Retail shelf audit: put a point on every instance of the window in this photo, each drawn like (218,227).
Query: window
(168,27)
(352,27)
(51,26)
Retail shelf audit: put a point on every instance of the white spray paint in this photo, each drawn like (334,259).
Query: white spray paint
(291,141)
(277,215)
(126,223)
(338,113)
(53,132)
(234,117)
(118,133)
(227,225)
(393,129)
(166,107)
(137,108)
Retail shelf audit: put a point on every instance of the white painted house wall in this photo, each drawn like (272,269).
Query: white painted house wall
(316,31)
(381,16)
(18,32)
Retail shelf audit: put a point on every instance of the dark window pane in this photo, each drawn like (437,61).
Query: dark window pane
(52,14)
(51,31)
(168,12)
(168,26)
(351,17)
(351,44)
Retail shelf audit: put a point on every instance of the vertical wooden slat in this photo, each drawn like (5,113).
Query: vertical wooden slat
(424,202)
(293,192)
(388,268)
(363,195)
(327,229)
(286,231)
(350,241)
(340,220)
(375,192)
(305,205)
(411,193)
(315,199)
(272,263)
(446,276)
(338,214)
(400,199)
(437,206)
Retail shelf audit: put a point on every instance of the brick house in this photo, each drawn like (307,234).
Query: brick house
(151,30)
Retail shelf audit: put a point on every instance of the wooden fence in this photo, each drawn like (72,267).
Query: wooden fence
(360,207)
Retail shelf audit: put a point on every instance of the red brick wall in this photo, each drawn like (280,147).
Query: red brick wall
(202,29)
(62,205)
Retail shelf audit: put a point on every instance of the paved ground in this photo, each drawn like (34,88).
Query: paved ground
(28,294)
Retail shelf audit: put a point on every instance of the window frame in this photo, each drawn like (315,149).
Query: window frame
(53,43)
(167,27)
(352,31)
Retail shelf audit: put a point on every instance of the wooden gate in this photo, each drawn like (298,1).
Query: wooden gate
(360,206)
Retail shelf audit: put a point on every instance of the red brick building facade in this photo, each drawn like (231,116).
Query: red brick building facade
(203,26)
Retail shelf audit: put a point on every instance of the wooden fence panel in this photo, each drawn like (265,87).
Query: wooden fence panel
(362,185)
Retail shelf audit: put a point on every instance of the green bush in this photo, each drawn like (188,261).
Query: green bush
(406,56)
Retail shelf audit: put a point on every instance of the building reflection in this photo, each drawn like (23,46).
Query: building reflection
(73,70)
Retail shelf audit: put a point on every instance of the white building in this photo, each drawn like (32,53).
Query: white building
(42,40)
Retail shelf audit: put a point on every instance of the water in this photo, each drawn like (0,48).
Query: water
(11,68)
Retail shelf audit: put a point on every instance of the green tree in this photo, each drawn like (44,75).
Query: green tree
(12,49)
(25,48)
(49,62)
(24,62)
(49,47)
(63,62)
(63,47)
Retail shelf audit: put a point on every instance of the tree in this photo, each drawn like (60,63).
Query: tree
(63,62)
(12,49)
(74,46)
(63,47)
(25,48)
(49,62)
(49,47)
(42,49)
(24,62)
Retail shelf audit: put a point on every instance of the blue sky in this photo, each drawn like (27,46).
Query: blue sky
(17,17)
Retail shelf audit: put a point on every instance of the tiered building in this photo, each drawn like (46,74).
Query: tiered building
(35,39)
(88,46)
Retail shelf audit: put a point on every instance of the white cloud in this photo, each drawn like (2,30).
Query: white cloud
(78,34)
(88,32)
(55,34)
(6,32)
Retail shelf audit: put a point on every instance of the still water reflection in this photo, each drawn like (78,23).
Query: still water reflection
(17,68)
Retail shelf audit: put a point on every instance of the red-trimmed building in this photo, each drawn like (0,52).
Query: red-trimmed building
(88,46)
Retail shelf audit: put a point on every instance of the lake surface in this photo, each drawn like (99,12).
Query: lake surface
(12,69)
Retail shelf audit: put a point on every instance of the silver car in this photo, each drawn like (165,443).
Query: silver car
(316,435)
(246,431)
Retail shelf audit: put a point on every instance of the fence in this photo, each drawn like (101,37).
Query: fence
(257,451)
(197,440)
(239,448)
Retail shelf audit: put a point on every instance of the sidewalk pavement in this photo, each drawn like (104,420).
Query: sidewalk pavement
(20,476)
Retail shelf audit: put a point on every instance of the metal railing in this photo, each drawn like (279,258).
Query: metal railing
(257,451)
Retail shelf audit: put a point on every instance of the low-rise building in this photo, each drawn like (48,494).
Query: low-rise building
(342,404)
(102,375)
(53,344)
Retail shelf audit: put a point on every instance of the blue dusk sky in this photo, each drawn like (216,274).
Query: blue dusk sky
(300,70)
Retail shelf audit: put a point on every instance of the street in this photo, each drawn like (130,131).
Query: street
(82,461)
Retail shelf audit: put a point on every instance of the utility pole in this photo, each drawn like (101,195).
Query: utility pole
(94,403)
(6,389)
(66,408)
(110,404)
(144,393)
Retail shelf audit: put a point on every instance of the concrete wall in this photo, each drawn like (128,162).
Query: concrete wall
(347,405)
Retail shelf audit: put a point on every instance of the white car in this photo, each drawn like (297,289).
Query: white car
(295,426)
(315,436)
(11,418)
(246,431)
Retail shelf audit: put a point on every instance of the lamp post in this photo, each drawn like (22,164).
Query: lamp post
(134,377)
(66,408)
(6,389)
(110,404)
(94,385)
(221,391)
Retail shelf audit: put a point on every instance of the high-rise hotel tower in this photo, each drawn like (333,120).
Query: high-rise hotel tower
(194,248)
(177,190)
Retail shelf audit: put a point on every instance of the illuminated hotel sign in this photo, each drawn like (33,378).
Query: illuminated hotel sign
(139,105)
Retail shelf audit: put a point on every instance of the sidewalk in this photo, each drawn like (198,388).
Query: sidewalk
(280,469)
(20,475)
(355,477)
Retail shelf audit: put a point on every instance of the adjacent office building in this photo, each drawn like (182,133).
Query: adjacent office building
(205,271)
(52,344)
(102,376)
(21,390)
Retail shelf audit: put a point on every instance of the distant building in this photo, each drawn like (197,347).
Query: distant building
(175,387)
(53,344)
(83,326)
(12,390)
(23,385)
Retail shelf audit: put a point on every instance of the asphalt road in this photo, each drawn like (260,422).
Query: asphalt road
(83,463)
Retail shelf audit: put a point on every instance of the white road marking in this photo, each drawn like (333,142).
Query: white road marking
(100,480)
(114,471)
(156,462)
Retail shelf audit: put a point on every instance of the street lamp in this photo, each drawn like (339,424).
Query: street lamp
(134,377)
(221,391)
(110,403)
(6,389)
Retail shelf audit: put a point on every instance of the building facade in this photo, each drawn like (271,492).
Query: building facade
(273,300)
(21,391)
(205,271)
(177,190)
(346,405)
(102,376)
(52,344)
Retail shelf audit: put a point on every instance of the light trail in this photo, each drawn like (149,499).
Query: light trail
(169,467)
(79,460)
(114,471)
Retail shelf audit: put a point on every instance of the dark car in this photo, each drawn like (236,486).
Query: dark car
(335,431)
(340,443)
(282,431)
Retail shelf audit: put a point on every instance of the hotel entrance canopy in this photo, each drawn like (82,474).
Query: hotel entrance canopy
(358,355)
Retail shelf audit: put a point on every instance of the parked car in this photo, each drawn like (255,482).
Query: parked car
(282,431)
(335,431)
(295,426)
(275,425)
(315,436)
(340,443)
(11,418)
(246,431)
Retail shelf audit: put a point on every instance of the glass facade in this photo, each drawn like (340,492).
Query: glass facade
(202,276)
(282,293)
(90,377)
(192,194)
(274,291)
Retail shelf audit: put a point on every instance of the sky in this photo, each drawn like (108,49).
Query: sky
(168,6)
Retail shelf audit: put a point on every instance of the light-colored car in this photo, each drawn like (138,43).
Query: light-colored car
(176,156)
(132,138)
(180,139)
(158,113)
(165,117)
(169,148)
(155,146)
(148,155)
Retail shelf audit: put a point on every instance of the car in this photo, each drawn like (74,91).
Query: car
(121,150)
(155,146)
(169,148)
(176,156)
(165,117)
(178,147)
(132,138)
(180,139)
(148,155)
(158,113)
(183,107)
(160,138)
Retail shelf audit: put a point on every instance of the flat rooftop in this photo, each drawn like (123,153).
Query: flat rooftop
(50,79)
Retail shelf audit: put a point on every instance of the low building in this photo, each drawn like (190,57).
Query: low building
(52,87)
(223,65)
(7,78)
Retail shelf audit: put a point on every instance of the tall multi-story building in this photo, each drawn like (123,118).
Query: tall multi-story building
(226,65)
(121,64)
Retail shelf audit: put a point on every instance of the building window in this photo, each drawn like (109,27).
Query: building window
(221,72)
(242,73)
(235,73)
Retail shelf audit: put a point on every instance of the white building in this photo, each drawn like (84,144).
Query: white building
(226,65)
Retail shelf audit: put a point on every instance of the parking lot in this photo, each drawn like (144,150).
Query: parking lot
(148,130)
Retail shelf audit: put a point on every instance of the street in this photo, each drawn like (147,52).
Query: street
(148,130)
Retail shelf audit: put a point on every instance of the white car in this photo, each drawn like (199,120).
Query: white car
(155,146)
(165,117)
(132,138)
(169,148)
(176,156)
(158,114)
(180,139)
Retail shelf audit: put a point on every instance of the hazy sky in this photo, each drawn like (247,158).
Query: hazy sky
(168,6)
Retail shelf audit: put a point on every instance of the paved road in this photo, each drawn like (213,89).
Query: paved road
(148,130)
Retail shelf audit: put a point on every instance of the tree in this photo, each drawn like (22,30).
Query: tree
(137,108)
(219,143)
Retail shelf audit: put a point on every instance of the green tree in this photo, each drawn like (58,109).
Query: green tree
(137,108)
┄┄┄┄┄┄
● Your task
As the answer, set down only the lines from the data above between the one holding "drawn like (255,482)." and the one holding "drawn like (123,118).", inclusive, exactly as they read.

● Written reply
Retail shelf audit: put a point on every instance of the parked car in this photo, each drawn like (255,482).
Query: parked car
(282,431)
(335,431)
(295,426)
(275,425)
(315,436)
(340,443)
(11,418)
(246,431)
Retail shelf audit: put a point on every instance of the glass facade in this photo, each drawn like (340,492).
Query: glass facade
(202,276)
(282,293)
(90,377)
(192,194)
(274,291)
Retail shelf audit: put a point on every instance of the sky in this photo, each drawn like (108,49).
Query: sky
(168,6)
Retail shelf audit: put a point on every instance of the light-colored car in this photo, each drawn like (138,43).
Query: light-colored car
(176,156)
(132,138)
(180,139)
(158,113)
(165,117)
(169,148)
(155,146)
(148,155)
Retail shelf audit: put a point on every instance of the car in this photo, each drawn like (74,91).
Query: car
(121,150)
(155,146)
(169,148)
(176,156)
(165,117)
(178,147)
(132,138)
(180,139)
(148,155)
(158,113)
(183,107)
(160,138)
Retail shelf audit: put a point on every instance of the flat rooftop in this photo, each drawn like (123,153).
Query: flat rooftop
(50,79)
Retail shelf audit: put a point on every instance of the low building in this photo, each drawn like (190,57).
Query: low building
(52,87)
(223,65)
(7,78)
Retail shelf audit: put a point on every instance of the tall multi-story building in this photo, each drawn like (123,118).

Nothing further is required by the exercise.